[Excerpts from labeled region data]
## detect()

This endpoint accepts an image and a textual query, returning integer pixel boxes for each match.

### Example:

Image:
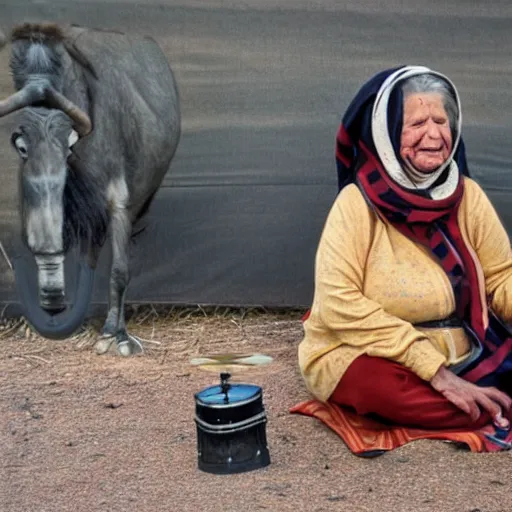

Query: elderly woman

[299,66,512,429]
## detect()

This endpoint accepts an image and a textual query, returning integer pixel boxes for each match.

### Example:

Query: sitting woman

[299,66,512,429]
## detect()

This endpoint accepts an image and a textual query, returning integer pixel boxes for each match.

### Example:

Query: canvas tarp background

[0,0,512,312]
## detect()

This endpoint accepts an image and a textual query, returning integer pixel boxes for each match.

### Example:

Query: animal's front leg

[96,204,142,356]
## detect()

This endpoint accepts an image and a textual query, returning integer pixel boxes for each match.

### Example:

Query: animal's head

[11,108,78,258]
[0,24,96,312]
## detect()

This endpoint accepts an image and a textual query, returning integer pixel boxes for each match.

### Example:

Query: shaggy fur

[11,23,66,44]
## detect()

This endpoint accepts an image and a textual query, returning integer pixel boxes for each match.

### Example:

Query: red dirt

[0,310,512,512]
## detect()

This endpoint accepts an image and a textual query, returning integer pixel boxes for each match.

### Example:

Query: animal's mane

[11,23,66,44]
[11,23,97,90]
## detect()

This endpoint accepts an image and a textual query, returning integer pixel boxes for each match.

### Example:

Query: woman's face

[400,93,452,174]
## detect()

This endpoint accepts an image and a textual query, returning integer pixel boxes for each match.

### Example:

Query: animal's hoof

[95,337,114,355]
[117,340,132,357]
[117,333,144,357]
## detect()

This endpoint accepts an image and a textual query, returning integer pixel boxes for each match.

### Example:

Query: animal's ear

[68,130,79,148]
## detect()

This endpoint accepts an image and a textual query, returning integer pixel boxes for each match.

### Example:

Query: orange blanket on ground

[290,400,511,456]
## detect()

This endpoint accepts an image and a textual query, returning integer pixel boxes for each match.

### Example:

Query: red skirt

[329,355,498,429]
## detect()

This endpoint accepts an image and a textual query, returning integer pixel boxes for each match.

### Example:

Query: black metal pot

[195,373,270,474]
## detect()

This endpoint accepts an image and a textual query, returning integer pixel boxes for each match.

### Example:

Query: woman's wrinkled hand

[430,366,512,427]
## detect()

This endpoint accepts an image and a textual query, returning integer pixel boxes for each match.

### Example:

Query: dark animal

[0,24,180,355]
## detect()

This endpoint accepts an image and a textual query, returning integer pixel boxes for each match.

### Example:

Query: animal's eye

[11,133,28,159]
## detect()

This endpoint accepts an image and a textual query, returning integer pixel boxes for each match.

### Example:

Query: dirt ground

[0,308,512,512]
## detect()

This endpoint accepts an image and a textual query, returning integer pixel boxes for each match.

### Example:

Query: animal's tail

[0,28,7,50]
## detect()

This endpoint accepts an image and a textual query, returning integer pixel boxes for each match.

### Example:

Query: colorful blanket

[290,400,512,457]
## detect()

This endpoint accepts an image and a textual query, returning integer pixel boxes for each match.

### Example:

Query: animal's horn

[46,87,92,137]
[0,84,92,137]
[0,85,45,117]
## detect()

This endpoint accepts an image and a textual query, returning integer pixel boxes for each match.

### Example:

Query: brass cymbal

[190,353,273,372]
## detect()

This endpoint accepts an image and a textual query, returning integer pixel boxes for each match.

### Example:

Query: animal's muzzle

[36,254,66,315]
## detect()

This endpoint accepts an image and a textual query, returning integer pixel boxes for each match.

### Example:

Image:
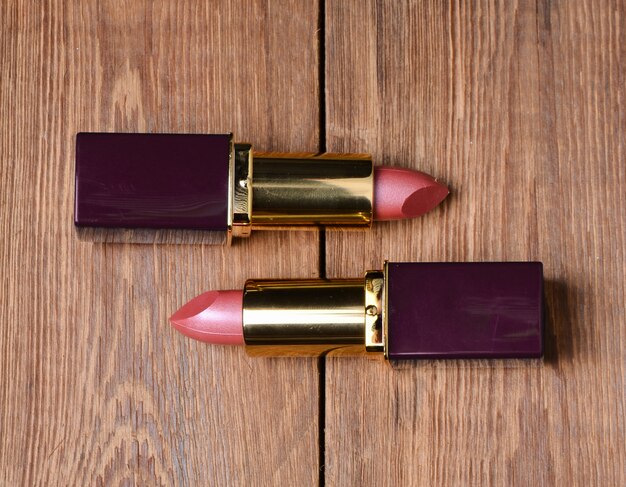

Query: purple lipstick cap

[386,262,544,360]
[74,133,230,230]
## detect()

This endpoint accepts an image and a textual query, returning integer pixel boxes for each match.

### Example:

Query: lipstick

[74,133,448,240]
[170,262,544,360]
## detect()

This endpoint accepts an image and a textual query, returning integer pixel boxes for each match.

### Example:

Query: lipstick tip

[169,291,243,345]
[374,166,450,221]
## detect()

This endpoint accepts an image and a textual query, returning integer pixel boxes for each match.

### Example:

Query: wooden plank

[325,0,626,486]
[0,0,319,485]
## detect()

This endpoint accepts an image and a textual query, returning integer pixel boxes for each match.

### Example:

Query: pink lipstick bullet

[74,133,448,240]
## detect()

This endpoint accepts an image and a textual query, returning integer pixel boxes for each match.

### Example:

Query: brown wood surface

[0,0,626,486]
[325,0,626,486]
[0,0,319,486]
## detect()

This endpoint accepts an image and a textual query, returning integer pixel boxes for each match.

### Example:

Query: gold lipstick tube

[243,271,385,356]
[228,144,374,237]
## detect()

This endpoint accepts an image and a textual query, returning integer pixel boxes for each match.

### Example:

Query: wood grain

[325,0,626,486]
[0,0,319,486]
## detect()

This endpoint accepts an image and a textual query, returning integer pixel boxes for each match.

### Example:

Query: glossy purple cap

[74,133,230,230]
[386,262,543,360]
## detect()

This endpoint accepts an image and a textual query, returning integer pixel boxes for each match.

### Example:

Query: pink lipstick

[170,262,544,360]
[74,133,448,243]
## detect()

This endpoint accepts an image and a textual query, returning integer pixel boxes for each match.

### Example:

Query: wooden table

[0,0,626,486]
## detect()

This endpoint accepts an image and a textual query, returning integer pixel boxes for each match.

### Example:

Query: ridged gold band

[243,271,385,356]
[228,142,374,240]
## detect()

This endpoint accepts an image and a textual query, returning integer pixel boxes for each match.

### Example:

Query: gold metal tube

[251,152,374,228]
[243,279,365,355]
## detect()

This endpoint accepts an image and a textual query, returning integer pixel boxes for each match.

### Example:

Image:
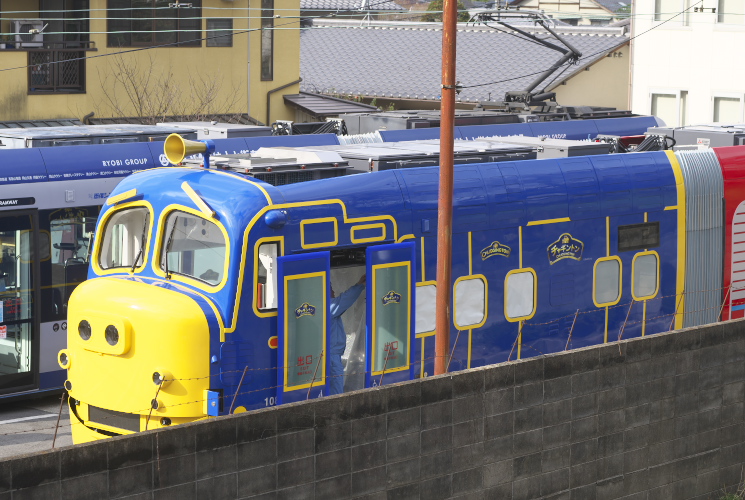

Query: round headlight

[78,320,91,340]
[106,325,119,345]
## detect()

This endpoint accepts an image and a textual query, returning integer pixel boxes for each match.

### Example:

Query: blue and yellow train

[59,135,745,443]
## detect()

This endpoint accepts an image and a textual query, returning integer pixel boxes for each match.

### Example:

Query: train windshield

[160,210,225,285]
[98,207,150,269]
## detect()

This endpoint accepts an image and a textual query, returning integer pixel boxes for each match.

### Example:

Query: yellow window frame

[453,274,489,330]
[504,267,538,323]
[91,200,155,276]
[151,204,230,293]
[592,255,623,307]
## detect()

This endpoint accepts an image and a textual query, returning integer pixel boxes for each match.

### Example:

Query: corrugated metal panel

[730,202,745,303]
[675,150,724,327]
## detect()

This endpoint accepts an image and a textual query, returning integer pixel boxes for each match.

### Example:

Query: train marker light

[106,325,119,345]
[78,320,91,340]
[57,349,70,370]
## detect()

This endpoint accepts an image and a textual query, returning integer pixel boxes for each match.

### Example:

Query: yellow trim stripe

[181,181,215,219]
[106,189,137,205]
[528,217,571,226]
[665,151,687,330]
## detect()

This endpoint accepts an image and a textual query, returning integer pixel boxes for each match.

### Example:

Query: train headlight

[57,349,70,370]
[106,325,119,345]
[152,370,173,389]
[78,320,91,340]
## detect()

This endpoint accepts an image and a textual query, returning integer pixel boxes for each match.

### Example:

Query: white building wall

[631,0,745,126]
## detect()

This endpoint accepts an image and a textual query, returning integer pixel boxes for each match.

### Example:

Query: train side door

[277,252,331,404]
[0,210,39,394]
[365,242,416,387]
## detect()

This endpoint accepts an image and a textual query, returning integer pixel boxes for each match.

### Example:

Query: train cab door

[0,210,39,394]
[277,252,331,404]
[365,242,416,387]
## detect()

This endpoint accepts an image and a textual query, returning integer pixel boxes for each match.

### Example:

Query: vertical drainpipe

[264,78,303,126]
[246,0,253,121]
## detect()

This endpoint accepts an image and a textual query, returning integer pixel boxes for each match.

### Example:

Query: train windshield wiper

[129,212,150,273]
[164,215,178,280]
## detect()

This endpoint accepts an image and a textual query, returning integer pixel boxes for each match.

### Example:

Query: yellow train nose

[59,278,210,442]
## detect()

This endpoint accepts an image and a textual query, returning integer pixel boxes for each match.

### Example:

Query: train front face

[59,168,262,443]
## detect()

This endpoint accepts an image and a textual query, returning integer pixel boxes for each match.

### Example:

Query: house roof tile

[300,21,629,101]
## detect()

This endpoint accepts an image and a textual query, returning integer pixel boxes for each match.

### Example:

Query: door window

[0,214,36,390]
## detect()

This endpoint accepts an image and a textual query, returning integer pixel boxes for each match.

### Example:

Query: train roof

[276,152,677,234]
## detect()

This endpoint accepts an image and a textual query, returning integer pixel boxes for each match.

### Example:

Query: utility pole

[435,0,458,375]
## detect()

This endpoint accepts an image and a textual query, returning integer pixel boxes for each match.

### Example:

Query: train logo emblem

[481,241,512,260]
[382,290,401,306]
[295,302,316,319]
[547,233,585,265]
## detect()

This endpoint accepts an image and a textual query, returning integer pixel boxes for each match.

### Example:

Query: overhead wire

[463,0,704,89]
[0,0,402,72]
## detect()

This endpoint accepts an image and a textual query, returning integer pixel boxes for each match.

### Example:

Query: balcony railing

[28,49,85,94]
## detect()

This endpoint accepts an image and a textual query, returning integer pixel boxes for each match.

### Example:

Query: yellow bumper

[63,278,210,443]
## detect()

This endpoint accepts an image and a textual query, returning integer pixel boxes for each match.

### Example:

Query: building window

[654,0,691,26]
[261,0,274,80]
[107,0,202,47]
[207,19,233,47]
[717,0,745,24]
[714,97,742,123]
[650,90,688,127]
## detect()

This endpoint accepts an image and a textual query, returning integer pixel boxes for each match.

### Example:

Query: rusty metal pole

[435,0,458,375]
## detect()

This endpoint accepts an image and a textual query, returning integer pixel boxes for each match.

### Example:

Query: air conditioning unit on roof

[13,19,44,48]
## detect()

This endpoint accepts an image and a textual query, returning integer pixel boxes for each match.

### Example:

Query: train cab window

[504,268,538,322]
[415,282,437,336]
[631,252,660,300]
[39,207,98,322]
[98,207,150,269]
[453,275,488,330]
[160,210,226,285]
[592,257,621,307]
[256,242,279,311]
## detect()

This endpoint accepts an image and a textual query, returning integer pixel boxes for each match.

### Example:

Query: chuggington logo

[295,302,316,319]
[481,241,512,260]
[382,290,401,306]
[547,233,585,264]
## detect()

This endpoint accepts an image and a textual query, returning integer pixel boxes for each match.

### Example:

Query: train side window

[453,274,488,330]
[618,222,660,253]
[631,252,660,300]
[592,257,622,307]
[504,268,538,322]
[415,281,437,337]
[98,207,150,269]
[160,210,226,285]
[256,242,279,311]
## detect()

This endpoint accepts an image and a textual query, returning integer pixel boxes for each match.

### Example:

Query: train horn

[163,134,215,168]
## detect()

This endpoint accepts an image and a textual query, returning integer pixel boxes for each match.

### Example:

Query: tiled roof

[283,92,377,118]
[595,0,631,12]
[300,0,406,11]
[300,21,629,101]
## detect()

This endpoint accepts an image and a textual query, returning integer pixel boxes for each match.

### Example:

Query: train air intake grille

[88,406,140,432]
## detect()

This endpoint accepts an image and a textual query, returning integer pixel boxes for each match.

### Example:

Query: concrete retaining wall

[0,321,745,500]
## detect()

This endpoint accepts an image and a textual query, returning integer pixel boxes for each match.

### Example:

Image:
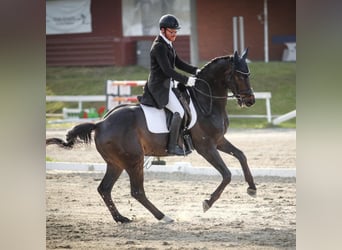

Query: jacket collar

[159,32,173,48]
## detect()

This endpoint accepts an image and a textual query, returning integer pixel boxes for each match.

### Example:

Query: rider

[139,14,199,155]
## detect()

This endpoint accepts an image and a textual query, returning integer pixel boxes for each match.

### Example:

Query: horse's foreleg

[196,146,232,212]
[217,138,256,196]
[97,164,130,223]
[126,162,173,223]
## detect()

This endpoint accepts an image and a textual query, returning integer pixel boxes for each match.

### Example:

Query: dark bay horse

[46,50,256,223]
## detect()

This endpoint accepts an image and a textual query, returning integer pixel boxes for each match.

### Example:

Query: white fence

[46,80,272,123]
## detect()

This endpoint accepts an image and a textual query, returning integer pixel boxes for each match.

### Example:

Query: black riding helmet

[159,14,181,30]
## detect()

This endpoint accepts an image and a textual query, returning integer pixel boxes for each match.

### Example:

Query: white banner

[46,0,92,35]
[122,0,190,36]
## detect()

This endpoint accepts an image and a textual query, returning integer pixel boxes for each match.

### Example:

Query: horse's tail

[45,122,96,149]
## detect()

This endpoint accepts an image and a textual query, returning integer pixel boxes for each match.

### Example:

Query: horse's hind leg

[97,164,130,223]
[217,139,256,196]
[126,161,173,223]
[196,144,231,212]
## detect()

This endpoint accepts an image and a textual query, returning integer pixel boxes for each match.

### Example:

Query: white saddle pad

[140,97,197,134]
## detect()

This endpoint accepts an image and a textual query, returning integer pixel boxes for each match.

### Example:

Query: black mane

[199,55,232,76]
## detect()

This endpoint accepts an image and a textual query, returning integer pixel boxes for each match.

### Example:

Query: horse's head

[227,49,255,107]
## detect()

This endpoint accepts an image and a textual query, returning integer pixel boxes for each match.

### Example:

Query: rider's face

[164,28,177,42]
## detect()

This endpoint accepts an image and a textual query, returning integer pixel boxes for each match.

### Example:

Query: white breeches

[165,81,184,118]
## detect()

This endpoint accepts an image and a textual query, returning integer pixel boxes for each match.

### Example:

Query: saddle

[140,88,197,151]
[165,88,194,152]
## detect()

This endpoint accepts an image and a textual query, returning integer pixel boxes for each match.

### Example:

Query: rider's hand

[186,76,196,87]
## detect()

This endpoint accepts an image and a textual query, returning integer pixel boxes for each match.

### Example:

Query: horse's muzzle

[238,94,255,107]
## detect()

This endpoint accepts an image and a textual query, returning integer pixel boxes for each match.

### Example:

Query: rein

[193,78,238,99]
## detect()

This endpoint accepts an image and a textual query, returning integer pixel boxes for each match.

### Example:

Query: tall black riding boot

BRIEF:
Which lines in the items above contain the string "roof"? Collect every such line, treating uppercase and lowercase as different.

SOLUTION TO THIS TASK:
Query: house roof tile
Query: train roof
Query: air conditioning unit on roof
Query: tiled roof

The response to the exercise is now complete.